# Extracted entries
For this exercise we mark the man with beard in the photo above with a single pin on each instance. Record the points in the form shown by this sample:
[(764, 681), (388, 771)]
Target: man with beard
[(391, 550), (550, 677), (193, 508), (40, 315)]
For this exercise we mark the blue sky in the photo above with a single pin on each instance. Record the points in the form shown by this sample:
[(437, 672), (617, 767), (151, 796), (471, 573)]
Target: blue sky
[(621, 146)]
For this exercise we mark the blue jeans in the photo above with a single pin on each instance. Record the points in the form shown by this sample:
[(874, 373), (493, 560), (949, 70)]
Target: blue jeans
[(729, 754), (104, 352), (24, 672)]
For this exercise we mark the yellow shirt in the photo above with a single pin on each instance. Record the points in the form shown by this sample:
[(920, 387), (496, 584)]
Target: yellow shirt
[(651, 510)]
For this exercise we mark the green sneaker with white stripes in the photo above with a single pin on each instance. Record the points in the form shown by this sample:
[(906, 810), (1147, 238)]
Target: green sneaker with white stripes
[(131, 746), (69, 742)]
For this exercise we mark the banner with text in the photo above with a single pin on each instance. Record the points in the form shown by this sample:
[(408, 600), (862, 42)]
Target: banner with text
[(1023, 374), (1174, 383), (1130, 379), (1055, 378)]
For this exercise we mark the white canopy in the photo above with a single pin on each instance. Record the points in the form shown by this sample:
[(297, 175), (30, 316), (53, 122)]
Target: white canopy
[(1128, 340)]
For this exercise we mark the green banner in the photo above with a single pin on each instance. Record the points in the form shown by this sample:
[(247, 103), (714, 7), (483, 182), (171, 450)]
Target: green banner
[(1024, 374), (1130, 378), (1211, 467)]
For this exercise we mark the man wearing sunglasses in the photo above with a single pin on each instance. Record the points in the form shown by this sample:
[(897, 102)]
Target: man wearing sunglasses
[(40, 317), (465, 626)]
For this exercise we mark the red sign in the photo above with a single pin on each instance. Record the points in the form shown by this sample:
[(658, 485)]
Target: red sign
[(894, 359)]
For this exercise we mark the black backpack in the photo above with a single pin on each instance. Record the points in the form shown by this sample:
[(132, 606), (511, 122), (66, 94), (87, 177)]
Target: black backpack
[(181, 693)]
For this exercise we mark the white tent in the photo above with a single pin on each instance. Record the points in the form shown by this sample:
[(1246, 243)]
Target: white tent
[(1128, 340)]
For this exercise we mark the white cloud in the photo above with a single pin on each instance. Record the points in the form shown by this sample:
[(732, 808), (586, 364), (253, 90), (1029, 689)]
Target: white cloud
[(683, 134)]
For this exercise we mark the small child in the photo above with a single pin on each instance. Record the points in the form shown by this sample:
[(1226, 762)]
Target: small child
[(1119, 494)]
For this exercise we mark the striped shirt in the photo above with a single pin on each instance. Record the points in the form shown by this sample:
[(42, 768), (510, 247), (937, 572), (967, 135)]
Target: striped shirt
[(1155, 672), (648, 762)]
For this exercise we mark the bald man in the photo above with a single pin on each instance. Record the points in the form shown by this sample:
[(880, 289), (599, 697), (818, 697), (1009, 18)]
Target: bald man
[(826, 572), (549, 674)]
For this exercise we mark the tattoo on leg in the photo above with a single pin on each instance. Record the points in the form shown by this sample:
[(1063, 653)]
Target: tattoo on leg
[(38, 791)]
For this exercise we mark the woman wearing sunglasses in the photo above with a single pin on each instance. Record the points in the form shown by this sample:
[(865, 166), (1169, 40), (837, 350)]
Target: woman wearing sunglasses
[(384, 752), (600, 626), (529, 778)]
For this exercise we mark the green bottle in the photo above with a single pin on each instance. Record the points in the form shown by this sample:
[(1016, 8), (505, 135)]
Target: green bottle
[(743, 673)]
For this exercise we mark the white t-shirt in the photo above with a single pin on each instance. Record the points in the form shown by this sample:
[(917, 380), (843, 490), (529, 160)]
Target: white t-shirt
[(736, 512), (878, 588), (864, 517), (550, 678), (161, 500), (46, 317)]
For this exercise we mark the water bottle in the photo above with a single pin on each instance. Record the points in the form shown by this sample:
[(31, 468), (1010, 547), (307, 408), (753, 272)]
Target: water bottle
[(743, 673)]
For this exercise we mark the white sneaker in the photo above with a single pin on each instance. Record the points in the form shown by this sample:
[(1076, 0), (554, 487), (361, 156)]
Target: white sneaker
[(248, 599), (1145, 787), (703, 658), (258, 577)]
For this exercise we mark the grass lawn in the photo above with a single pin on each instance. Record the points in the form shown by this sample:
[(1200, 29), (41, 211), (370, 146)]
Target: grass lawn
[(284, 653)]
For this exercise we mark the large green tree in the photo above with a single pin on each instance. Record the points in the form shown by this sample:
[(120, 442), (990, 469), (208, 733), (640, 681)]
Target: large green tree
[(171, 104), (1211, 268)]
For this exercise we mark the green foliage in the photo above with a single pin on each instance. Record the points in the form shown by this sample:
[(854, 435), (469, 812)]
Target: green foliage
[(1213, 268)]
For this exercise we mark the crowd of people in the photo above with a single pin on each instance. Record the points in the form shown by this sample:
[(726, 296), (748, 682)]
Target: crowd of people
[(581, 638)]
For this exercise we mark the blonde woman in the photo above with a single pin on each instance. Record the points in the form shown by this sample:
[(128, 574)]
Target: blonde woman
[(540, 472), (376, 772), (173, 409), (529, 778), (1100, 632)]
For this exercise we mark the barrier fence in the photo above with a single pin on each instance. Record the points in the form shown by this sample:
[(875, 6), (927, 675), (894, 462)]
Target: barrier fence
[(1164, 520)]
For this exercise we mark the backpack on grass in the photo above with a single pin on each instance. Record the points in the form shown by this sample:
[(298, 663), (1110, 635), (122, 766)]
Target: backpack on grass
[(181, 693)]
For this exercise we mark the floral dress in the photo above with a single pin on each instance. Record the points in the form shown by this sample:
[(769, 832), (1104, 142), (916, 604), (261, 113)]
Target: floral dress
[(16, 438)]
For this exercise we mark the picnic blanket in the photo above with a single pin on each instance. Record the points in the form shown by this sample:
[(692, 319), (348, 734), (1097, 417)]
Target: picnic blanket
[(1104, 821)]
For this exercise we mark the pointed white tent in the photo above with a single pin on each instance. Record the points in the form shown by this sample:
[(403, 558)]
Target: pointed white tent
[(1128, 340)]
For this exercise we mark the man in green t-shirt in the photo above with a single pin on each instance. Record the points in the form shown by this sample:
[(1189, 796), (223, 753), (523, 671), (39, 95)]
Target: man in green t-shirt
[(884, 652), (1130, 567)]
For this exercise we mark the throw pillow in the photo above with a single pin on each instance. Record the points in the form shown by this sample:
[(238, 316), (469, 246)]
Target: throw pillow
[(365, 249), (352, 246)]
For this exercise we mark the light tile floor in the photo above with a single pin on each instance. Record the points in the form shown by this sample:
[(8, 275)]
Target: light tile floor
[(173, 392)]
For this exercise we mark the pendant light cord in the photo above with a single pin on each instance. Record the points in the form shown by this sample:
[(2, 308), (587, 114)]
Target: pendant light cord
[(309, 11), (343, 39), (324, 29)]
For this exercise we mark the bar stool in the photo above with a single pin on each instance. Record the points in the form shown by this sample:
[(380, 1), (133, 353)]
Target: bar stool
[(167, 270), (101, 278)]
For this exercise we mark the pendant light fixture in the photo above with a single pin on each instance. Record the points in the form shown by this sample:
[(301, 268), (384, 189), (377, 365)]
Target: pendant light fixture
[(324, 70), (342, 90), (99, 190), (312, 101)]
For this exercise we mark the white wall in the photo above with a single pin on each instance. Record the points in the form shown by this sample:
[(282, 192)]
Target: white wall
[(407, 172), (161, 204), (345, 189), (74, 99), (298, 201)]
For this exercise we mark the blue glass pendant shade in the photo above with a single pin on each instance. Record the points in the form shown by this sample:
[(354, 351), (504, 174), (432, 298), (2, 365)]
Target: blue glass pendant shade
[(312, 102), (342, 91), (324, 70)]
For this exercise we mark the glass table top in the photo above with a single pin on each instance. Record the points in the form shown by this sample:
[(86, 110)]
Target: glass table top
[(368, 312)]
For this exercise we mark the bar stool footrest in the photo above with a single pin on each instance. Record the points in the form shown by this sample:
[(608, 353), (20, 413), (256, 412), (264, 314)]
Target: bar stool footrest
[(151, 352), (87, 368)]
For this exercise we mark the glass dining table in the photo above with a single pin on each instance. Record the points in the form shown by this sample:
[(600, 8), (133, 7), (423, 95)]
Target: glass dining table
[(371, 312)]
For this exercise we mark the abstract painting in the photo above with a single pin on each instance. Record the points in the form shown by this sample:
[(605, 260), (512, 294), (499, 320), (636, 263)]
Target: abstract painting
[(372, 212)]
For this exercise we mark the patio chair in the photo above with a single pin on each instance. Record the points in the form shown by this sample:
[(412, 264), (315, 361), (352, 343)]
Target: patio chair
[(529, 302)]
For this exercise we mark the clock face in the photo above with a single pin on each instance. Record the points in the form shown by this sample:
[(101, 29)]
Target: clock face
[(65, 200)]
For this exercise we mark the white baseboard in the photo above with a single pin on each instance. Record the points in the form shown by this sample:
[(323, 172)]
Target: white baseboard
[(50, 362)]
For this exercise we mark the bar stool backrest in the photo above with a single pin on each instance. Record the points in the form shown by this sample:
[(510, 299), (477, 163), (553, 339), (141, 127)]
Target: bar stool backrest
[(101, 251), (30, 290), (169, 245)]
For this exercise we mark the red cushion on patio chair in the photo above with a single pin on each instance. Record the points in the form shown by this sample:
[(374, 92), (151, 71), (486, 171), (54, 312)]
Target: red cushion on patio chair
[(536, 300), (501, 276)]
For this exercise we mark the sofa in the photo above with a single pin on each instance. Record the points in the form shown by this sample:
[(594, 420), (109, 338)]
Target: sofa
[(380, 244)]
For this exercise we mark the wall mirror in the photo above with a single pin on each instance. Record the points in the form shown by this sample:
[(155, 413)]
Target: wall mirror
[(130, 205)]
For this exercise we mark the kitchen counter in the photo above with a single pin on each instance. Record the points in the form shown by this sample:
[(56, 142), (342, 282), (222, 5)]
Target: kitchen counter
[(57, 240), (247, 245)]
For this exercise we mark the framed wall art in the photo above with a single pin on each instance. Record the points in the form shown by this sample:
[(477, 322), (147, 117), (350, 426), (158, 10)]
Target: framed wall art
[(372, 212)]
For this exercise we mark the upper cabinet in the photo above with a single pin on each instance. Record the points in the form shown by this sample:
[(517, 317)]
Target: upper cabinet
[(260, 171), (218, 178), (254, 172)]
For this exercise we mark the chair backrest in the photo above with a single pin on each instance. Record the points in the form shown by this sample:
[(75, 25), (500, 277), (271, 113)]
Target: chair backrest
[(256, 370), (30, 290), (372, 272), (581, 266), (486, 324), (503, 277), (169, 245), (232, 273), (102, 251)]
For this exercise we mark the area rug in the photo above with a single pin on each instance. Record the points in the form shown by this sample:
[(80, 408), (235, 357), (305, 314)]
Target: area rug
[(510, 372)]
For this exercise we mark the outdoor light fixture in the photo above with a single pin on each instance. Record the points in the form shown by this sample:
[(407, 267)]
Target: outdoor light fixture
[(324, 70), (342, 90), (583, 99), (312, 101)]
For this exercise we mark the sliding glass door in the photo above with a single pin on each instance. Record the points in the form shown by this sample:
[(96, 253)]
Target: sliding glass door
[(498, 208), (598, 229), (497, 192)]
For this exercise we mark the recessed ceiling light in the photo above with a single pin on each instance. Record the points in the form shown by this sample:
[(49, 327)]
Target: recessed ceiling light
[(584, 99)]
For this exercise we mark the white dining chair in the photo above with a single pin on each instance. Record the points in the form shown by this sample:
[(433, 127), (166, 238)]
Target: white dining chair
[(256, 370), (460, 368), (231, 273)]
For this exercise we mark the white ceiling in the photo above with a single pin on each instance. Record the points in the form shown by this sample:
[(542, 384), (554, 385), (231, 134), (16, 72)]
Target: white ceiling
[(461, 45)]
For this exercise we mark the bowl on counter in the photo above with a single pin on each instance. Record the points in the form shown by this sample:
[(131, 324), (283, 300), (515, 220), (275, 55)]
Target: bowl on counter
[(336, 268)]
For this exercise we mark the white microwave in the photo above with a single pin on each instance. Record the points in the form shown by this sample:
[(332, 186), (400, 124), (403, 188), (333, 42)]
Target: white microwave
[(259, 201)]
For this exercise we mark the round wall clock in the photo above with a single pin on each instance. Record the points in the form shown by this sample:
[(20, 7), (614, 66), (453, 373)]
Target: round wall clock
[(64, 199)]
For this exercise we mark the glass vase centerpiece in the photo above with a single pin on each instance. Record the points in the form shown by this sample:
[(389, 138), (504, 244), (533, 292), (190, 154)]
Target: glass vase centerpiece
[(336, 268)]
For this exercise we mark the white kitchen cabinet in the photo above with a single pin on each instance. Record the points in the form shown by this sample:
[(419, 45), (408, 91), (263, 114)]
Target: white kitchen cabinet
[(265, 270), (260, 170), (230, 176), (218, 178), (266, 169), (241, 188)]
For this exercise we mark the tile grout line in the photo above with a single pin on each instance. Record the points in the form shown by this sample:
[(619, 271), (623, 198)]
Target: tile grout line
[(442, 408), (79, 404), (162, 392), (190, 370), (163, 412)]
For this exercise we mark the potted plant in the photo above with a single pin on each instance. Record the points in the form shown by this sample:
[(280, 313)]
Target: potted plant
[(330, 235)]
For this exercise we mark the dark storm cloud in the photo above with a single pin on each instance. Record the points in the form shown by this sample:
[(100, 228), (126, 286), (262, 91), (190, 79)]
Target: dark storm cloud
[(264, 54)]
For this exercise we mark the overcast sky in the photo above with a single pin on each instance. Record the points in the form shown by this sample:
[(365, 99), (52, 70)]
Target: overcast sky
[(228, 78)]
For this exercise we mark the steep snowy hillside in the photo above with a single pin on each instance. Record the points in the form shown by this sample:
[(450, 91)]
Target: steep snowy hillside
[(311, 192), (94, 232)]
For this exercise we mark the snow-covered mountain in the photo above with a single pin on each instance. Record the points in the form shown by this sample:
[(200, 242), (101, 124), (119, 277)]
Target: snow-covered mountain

# Your assignment
Copy exactly, please, the span of lines that begins at the line with "[(419, 45), (408, 91), (263, 114)]" and ends at the last line of the data, both included.

# Written solution
[(419, 45), (408, 91), (263, 114)]
Target: white kitchen cabinet
[(265, 270), (260, 170), (230, 176), (218, 178), (266, 169), (241, 188)]
For this exercise we mark the tile grout line in the photo above with a single pin on each instance. Record the points in the form shown by this sample:
[(619, 271), (623, 198)]
Target: tile grout line
[(442, 408), (79, 404), (162, 392), (190, 370), (163, 412)]
For this exercise we mark the potted plant in the photo above with a single pin on each instance. Record the points in the form shown by this sample:
[(280, 313)]
Target: potted plant
[(330, 235)]
For this exercise we mark the dark storm cloud in the photo above with a single pin on each instance. Record the points in the form shown by this sample:
[(100, 228), (126, 286), (262, 91), (190, 79)]
Target: dark storm cloud
[(264, 54)]
For this exercise we mark the overcast sky in the photo above with a single pin on each instance. Record the points in the form shown by this sample:
[(365, 99), (52, 70)]
Target: overcast sky
[(228, 78)]
For this exercise we mark the steep snowy hillside in the photo above with a single pin on each instance. Record the points in the form shown by this sample:
[(450, 91)]
Target: steep snowy hillside
[(311, 192), (94, 232)]
For this exercise we mark the snow-covered mountain in the photo above with a single pin on each instance. Record the points in the form shown by this sample:
[(200, 242), (101, 124), (119, 277)]
Target: snow-covered mountain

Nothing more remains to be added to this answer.